Named-object pointing records
· · · ·
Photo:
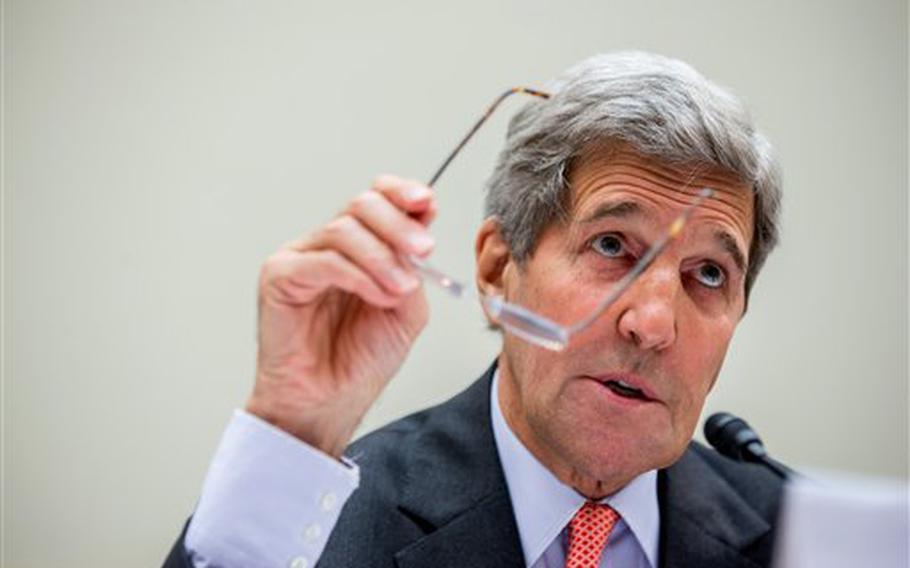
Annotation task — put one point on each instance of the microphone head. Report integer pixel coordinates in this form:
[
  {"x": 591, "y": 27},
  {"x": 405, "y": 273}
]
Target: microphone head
[{"x": 733, "y": 437}]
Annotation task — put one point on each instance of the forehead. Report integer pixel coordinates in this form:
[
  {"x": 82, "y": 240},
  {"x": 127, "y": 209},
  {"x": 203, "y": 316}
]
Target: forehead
[{"x": 620, "y": 176}]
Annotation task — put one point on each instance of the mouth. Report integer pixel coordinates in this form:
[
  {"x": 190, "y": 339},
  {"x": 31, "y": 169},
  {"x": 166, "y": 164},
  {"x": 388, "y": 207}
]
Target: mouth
[{"x": 626, "y": 388}]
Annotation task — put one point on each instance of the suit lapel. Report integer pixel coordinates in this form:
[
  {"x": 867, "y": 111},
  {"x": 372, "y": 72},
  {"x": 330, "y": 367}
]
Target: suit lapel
[
  {"x": 704, "y": 522},
  {"x": 456, "y": 490}
]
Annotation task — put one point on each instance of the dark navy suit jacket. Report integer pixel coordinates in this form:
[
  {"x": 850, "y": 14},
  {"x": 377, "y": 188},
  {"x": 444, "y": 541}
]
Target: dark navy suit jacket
[{"x": 432, "y": 494}]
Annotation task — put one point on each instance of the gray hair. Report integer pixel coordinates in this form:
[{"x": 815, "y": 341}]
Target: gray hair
[{"x": 659, "y": 107}]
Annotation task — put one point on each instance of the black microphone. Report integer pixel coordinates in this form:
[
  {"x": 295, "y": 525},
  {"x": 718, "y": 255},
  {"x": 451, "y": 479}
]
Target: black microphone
[{"x": 734, "y": 438}]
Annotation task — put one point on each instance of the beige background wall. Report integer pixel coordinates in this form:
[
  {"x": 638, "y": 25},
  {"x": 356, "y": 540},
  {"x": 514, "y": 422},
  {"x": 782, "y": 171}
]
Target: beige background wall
[{"x": 155, "y": 152}]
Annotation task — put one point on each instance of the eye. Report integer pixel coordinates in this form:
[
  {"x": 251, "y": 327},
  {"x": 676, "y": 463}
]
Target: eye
[
  {"x": 711, "y": 275},
  {"x": 608, "y": 245}
]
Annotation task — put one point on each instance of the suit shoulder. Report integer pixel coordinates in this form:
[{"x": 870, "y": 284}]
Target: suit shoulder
[{"x": 754, "y": 483}]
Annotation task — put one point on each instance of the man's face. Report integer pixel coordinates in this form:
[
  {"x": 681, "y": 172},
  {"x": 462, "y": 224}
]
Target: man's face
[{"x": 666, "y": 336}]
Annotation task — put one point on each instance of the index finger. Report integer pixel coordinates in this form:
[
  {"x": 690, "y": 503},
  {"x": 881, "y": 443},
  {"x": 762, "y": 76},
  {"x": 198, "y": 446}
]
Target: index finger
[{"x": 411, "y": 196}]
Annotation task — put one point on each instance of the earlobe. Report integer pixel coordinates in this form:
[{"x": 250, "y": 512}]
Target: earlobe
[{"x": 492, "y": 256}]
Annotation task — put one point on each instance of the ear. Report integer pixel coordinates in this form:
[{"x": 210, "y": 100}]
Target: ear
[{"x": 492, "y": 257}]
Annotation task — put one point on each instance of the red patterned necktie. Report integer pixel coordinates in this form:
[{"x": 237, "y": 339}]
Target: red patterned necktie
[{"x": 588, "y": 533}]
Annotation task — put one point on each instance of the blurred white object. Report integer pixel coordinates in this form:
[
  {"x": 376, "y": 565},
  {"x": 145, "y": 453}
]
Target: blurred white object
[{"x": 841, "y": 522}]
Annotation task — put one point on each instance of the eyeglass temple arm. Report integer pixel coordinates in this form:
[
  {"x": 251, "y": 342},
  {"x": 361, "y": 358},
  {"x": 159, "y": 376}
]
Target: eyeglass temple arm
[
  {"x": 479, "y": 123},
  {"x": 673, "y": 231}
]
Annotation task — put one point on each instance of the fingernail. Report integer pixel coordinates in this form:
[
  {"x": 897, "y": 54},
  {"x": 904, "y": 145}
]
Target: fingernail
[
  {"x": 416, "y": 192},
  {"x": 422, "y": 242},
  {"x": 403, "y": 281}
]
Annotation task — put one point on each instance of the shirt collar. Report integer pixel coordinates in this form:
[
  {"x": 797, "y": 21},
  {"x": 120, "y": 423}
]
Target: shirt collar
[{"x": 544, "y": 505}]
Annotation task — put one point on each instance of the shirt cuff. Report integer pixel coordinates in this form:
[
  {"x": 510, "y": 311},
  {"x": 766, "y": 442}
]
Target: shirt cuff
[{"x": 268, "y": 499}]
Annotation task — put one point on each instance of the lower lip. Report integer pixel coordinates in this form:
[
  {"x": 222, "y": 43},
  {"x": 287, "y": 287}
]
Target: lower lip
[{"x": 615, "y": 398}]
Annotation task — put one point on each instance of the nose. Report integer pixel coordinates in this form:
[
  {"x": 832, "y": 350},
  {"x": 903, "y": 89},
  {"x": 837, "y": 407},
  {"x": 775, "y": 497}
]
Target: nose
[{"x": 647, "y": 310}]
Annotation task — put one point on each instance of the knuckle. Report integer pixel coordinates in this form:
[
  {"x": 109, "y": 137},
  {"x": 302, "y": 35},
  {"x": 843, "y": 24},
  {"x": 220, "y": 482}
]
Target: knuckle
[
  {"x": 364, "y": 202},
  {"x": 338, "y": 227}
]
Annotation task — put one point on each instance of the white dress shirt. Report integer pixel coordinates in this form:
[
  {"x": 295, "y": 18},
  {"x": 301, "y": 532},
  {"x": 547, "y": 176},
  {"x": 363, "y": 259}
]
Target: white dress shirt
[
  {"x": 544, "y": 506},
  {"x": 270, "y": 500}
]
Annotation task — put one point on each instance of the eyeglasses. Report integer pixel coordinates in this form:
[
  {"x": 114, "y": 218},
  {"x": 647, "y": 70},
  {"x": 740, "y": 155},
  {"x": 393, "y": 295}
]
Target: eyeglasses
[{"x": 522, "y": 322}]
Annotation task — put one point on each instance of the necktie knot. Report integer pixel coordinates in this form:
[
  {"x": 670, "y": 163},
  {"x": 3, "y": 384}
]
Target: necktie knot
[{"x": 589, "y": 530}]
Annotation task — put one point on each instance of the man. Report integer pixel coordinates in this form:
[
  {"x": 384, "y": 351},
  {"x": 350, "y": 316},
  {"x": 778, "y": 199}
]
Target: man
[{"x": 579, "y": 457}]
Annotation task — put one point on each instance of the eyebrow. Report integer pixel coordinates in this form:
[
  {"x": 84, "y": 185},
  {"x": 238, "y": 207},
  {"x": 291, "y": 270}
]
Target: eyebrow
[
  {"x": 627, "y": 209},
  {"x": 729, "y": 244},
  {"x": 614, "y": 210}
]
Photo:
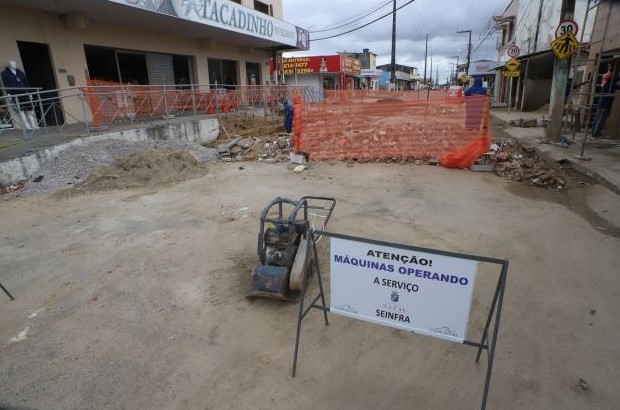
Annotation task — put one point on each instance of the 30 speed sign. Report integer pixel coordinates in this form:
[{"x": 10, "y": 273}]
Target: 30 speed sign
[{"x": 565, "y": 26}]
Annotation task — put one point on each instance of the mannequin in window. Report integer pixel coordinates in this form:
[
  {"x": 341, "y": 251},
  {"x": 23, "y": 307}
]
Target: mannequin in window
[{"x": 16, "y": 82}]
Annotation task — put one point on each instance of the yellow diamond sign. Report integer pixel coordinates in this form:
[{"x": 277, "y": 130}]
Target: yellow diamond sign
[
  {"x": 565, "y": 45},
  {"x": 512, "y": 64}
]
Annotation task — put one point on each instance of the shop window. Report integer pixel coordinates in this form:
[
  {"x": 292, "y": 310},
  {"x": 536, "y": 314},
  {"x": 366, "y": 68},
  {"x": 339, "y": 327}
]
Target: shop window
[
  {"x": 263, "y": 7},
  {"x": 133, "y": 67},
  {"x": 101, "y": 62},
  {"x": 138, "y": 67},
  {"x": 222, "y": 72}
]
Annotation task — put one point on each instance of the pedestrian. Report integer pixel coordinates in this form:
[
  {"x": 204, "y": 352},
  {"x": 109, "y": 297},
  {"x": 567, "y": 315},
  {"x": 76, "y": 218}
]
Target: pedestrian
[
  {"x": 474, "y": 104},
  {"x": 477, "y": 88},
  {"x": 288, "y": 115},
  {"x": 604, "y": 102}
]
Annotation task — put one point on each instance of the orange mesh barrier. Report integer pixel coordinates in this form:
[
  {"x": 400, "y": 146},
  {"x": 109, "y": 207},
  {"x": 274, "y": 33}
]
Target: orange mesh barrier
[
  {"x": 297, "y": 122},
  {"x": 366, "y": 125}
]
· · · ·
▶ **The request**
Write the lines out verbatim, from the one with "of the mannequin" through the last line of the entries, and stop there.

▶ **Reply to the exercise**
Annotation task — put one point on each instance of the mannequin in window. Report integer pixel coordinates in this form:
[
  {"x": 341, "y": 251},
  {"x": 23, "y": 307}
]
Target: mannequin in window
[{"x": 16, "y": 82}]
Annotation task — put one point on each instance of the yellow diamond sign. Report integer pixel coordinates in this form:
[{"x": 277, "y": 130}]
Target: yellow diamond sign
[
  {"x": 565, "y": 45},
  {"x": 512, "y": 64}
]
Annotation task — put one point on each instance of the shop window. Report integer pixel coordinates in this form:
[
  {"x": 292, "y": 310},
  {"x": 536, "y": 314},
  {"x": 366, "y": 68},
  {"x": 339, "y": 327}
]
Target: shop window
[
  {"x": 263, "y": 7},
  {"x": 133, "y": 67},
  {"x": 101, "y": 62},
  {"x": 138, "y": 67},
  {"x": 222, "y": 72}
]
Annotation task — put one point on each instance of the pedestrian. Report integer pixel coordinates in this form:
[
  {"x": 204, "y": 352},
  {"x": 109, "y": 297},
  {"x": 567, "y": 315},
  {"x": 76, "y": 218}
]
Target: pedestrian
[
  {"x": 474, "y": 104},
  {"x": 477, "y": 88},
  {"x": 288, "y": 115},
  {"x": 604, "y": 102}
]
Annotation task — put one point on each instance of the orange mesh barrier. Report integer pixel coordinates in this form:
[
  {"x": 400, "y": 146},
  {"x": 109, "y": 207},
  {"x": 274, "y": 33}
]
Target: orange mesh barrier
[
  {"x": 297, "y": 122},
  {"x": 366, "y": 125}
]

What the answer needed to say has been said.